• _Task details_
Express the entries below, from their start through the line containing "(561, 116), (589, 146)" inclusive, as a two-column CSV with columns request and answer, one row per request, putting each text and its answer in a single quoted field with line breaks replaced by spaces. Leave the pictures out.

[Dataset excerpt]

========================================

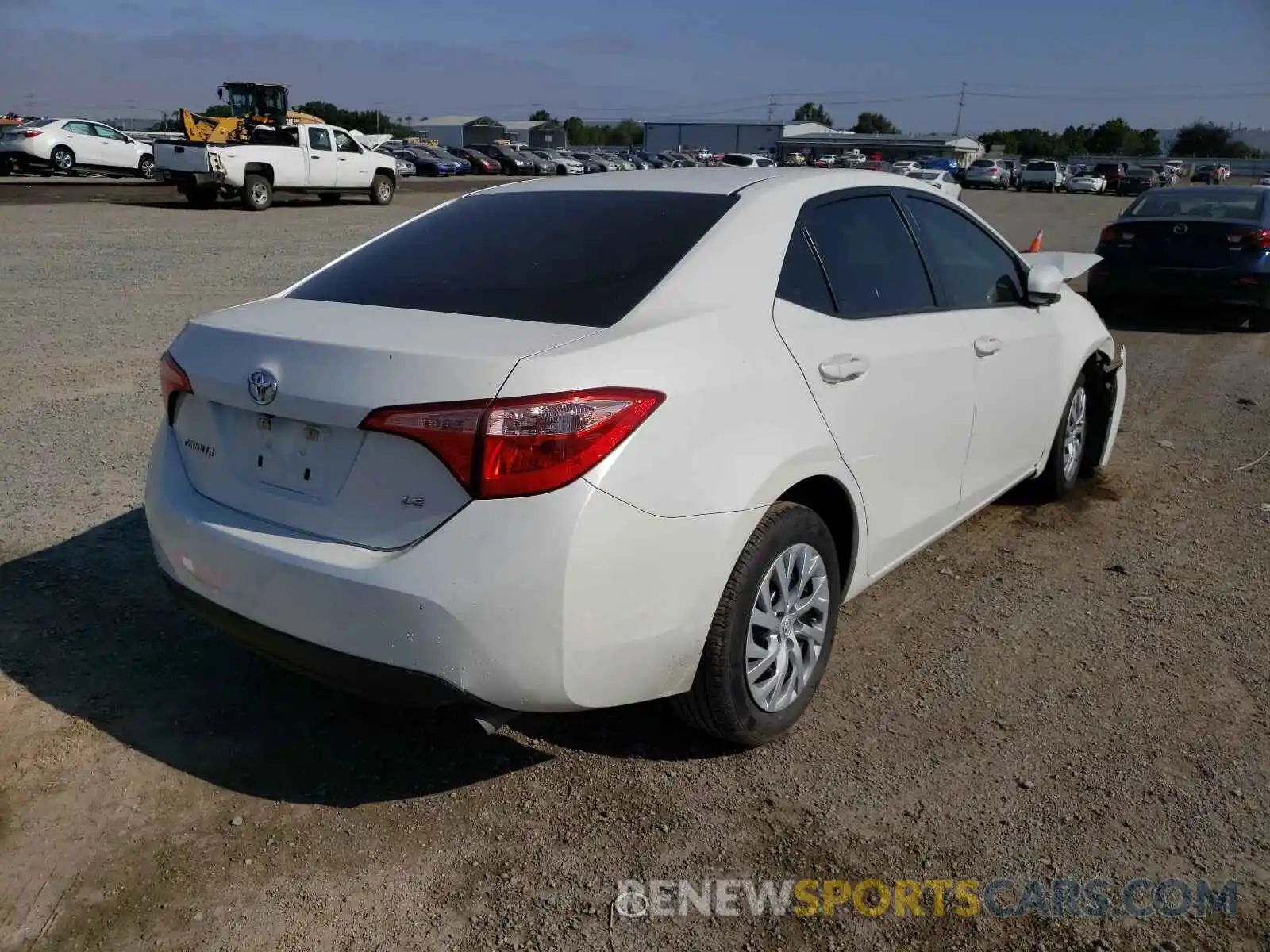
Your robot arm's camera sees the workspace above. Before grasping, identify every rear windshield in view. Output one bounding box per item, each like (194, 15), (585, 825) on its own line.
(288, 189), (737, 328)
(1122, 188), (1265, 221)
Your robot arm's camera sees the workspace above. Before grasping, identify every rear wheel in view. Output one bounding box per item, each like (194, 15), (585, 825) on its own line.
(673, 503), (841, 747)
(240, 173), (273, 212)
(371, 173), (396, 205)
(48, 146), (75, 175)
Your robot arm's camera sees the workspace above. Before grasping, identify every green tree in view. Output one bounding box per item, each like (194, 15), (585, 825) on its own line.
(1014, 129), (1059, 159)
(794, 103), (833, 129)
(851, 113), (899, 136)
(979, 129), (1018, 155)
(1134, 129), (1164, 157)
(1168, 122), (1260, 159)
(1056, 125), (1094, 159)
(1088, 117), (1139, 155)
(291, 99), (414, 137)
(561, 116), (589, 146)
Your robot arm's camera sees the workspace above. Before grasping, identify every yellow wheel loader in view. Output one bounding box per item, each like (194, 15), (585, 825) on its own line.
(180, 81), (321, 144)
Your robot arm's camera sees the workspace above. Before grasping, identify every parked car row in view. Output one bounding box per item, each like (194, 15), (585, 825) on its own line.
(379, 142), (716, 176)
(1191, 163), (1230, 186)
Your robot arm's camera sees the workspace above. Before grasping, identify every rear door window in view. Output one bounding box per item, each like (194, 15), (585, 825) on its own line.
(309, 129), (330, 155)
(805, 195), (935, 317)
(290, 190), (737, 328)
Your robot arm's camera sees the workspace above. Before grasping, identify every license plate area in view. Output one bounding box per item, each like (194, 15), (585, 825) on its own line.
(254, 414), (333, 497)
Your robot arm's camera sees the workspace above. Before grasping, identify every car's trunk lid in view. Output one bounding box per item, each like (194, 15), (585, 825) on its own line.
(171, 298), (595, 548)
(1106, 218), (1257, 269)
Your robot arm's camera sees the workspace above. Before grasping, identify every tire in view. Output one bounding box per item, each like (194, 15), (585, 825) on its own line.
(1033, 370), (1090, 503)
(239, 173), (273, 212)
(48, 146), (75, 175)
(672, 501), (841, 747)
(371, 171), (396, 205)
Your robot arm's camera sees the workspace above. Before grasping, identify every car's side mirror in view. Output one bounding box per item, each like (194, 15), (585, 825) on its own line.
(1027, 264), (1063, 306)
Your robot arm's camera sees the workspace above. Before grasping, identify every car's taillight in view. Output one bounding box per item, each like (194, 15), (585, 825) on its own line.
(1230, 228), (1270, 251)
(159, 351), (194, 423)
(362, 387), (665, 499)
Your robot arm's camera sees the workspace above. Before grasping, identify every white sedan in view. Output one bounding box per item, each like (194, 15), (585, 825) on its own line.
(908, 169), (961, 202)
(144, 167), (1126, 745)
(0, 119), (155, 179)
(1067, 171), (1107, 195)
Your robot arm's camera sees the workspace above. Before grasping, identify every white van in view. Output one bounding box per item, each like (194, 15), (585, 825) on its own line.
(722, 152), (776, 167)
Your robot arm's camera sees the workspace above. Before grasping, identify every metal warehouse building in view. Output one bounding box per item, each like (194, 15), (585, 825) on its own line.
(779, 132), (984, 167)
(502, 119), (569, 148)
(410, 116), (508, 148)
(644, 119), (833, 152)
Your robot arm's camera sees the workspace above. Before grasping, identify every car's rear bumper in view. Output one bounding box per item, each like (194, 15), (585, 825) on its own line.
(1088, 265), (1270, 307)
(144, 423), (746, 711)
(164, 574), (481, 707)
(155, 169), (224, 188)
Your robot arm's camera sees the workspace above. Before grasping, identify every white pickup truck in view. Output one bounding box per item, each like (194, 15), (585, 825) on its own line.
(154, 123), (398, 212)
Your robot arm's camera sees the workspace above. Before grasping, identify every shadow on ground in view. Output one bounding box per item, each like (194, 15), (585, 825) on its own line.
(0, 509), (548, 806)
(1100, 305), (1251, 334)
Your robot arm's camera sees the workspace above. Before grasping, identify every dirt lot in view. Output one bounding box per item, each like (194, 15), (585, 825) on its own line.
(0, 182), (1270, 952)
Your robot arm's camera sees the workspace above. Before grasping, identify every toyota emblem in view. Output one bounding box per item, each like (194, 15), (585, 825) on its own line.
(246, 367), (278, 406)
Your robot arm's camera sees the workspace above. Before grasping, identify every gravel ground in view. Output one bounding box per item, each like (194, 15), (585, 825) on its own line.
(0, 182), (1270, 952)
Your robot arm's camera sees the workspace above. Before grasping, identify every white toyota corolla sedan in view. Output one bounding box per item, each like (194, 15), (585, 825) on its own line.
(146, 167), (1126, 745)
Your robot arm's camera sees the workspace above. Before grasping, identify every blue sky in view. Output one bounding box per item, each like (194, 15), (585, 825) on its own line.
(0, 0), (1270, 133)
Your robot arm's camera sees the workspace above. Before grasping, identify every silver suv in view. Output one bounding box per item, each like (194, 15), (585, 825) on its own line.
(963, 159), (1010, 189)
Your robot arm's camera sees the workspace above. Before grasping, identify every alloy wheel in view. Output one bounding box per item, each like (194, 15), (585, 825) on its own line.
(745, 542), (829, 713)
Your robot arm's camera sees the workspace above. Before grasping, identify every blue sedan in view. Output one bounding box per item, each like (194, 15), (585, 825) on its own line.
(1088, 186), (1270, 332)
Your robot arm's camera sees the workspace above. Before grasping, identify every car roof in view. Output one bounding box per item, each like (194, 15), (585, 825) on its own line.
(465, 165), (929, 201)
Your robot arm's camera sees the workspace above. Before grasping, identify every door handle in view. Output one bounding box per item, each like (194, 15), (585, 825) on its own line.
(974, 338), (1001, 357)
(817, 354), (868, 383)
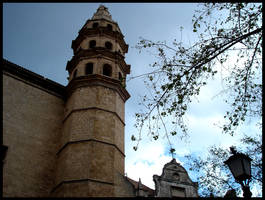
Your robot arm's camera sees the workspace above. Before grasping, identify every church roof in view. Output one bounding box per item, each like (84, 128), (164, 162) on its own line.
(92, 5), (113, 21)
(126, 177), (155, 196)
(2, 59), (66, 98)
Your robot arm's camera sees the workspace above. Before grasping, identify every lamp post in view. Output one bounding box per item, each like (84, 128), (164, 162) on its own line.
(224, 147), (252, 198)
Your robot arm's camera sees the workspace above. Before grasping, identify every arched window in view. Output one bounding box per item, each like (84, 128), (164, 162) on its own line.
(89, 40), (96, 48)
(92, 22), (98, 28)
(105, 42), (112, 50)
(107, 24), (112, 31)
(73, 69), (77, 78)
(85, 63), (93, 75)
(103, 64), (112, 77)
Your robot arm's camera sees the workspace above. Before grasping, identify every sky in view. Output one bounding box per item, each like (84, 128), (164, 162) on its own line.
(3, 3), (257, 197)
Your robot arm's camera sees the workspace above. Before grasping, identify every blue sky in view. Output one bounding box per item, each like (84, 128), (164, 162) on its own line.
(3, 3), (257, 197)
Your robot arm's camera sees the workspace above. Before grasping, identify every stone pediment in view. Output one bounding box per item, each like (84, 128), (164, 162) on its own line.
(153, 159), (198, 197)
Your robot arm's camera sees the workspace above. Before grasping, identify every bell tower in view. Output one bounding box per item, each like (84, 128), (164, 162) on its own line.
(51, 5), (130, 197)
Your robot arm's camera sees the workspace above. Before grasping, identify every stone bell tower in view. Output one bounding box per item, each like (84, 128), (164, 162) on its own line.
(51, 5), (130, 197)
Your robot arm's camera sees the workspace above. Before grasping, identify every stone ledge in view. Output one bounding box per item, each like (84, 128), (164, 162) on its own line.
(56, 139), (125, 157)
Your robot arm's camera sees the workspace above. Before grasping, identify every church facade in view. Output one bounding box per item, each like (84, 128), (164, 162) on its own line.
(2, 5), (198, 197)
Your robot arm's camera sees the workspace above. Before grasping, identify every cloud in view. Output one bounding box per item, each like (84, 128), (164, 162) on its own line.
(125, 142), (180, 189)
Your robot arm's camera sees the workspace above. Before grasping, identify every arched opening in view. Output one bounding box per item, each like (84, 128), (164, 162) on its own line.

========================================

• _Response below_
request,answer
"Your robot arm's camera sees the workspace above. Before grasping, identify every rear windshield in view. Output one bounding box per item, each like (194, 15), (585, 825) on its own line.","(288, 189), (737, 328) (1122, 188), (1265, 221)"
"Your robot arm's camera sees the workspace above. Before grasping, identify every rear wheel in view. Output one bounding box per item, each like (194, 15), (585, 825) on its own line.","(673, 503), (841, 747) (240, 173), (273, 212) (371, 173), (396, 205) (48, 146), (75, 175)"
"Your robot arm's camera sees the workspace above. Before grasping, identify every green tree in view. Output one bounding box per item, each like (194, 15), (585, 825) on its own line.","(1014, 129), (1059, 159) (794, 103), (833, 129) (851, 113), (899, 136) (979, 129), (1018, 155) (1134, 129), (1164, 157) (1168, 122), (1260, 159) (1056, 125), (1094, 159) (1088, 117), (1139, 155) (291, 99), (414, 137) (561, 116), (589, 146)"